- Task prompt
Which lines in the items below contain the string "Target"? Collect each of them and copy it out.
— begin Stored data —
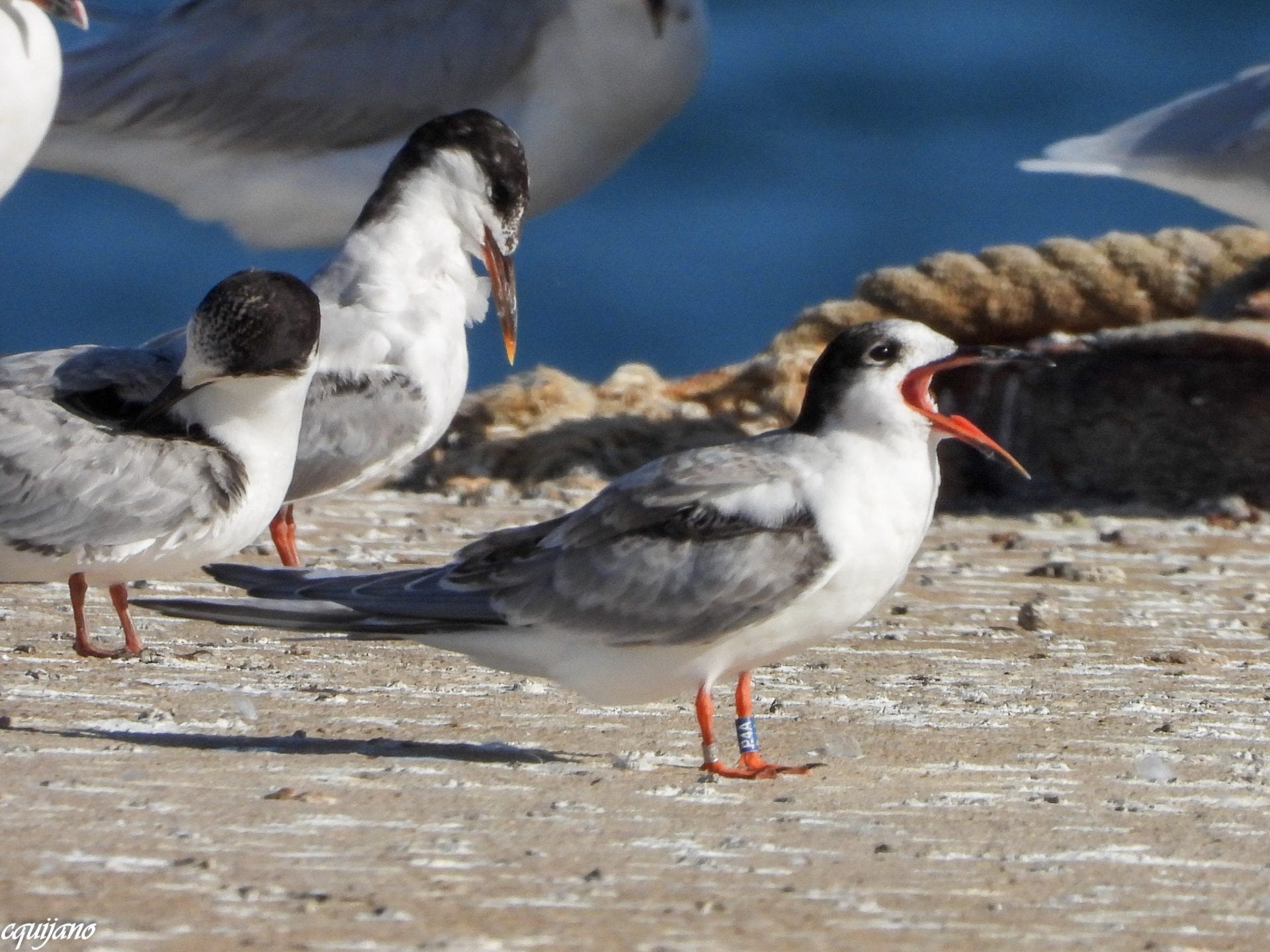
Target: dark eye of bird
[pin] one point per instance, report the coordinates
— end Stored data —
— begin Stored data —
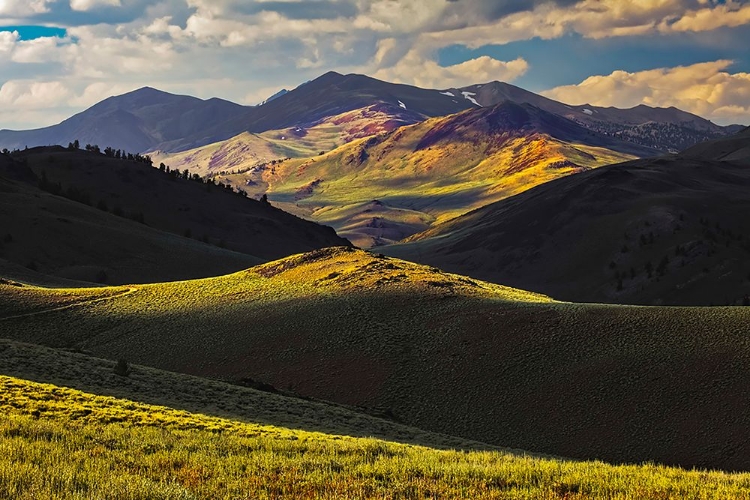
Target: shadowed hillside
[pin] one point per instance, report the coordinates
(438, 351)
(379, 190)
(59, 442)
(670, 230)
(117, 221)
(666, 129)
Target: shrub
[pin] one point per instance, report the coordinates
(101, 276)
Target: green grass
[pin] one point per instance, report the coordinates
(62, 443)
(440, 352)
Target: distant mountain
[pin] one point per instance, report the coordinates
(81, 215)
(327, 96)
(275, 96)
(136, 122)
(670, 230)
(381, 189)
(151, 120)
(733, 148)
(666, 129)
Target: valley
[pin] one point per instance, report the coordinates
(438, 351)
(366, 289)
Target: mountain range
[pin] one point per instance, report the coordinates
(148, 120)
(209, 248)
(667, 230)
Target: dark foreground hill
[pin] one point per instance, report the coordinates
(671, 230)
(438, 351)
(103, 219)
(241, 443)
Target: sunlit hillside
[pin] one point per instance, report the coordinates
— end Stored data —
- Complete response
Target: dark eye of bird
Target: shadowed hillside
Target: shrub
Target: green grass
Target: distant mountain
Target: valley
Target: mountain range
Target: dark foreground hill
Target: sunlit hillside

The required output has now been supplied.